Given problem:
Render all of the material below as a numbered list, with one line per number and any blank lines left out.

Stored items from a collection
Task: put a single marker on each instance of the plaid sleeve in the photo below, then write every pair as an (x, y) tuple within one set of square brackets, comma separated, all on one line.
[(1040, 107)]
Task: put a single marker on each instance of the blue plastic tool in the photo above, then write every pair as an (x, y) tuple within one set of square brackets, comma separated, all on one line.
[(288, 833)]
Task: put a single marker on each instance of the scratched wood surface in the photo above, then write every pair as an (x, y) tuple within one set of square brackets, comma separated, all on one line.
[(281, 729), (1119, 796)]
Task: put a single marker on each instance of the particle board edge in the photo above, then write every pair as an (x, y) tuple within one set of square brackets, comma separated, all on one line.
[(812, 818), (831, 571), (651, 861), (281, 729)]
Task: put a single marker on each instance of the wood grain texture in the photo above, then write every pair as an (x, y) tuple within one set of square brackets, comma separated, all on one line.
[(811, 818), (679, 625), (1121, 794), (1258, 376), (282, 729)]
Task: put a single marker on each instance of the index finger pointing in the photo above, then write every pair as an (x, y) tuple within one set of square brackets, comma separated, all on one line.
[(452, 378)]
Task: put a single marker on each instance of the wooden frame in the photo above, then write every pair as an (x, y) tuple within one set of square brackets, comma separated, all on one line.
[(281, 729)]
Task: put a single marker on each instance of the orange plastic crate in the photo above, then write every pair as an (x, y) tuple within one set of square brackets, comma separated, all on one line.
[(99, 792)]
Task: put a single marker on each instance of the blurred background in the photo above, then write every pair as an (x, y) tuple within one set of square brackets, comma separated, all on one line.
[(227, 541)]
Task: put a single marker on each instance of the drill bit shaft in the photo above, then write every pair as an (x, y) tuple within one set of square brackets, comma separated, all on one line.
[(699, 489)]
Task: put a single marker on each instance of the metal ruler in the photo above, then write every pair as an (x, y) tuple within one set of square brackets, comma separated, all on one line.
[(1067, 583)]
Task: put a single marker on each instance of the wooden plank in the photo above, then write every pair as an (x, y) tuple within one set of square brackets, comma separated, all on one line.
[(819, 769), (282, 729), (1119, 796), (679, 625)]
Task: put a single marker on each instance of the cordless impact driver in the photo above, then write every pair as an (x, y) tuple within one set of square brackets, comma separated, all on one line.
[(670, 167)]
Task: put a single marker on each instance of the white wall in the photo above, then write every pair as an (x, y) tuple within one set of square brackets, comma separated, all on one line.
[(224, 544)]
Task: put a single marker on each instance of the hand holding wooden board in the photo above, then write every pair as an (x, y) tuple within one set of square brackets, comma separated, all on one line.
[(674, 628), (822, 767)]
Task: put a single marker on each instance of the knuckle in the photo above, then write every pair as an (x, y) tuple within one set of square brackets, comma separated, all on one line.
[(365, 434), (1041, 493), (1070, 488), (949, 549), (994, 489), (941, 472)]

Exercise response:
1. Task: put a single marker on each instance of the plaid sleeve in the photo below, then write every pair as an (x, y) tuple within one set of square brackets, comma separated, all on one line.
2. [(1040, 107)]
3. Task: put a single marker on each instance of the blue plastic tool in the photo above, then write every pair as an (x, y) tuple within one set of square brackets, comma separated, all on one line.
4. [(288, 833)]
5. Task: put a single marker on each instance of the scratched wood surface in the photo above, then write every pair as an (x, y) tuple within one set of square brackets, comma separated, all on one line.
6. [(281, 729), (1119, 796)]
7. Task: put a single marker on each instance of the particle board edge in the photo above, then write every pair as an (x, y) tuple within one set of square brackets, comma separated, all on one line.
8. [(812, 818), (831, 571), (651, 861), (281, 729)]
9. Task: put a single marker on each instance of the wood grain texture in the photo above, then write every pair as an (x, y) tuple within one set of square brackets, comma separated, all on one line.
10. [(811, 818), (679, 625), (1121, 794), (1258, 376), (282, 729)]
11. Task: put a single marker on each instance of the index finger pointing in the photo above, then write every pair as an (x, y) tuple within one set of square brackets, comma separated, all on one line.
12. [(452, 378)]
13. Task: put a single marker on each instance of the wooden frame in the photo above, then write every pair as an (x, y) tuple within one set of square brackets, comma separated, all on one line.
14. [(281, 729)]
15. Task: put a single marker on each instance of the orange plastic crate in the photo above, then write every pair as an (x, y) tuple within one set of square brackets, comma separated, all on one line.
16. [(99, 792)]
17. Task: put a single marker on each instance of the blurred background in the photo above, then write every pair as an (x, y) tuple within one set of square brackets, comma separated, all on one line.
18. [(227, 541)]
19. Task: put a single marker on each instance of the drill bit shaft in the photo above, then write every pair as an (x, y) tuple within one set of square brackets, comma separated, all on one line.
20. [(699, 489)]
21. Task: put a single marker on each instance of the metal ruler in the photo above, then write every pair as an (x, y) tuple within one set of square brackets, comma separated, all on one line.
22. [(1067, 583)]
23. Task: put a single marker on each instance of the wooden plank in the photo above, then write every pair as an (x, y) tuple within one set of square brackets, comma separated, all on one line.
24. [(819, 769), (282, 729), (1119, 796), (679, 625)]
25. Task: put a single marker on each instance of the cordless impact driver in the photo above, then write every pair as an (x, y) tuple within one set of square brackets, comma separated, all on one line.
26. [(670, 167)]
27. Task: put a single marker on each instance of the white wall in the photo above, then write every pair as an (x, y) tuple within one set of square brackets, comma separated, all on one line.
28. [(224, 544)]
29. Task: put a single marker on each instance of the hand holding wooden board in the photo above, then write every pair as an (x, y) tuple within one set of square brackets, comma separated, all on one line.
30. [(674, 628), (822, 767)]
31. Task: put a single marker on each instance of the knuckle in the photo above, then write every pair as an (x, y) tuple within one set of square brackets, comma separated, all on one line.
32. [(365, 434), (1041, 493), (1070, 488), (949, 549), (994, 489), (941, 472)]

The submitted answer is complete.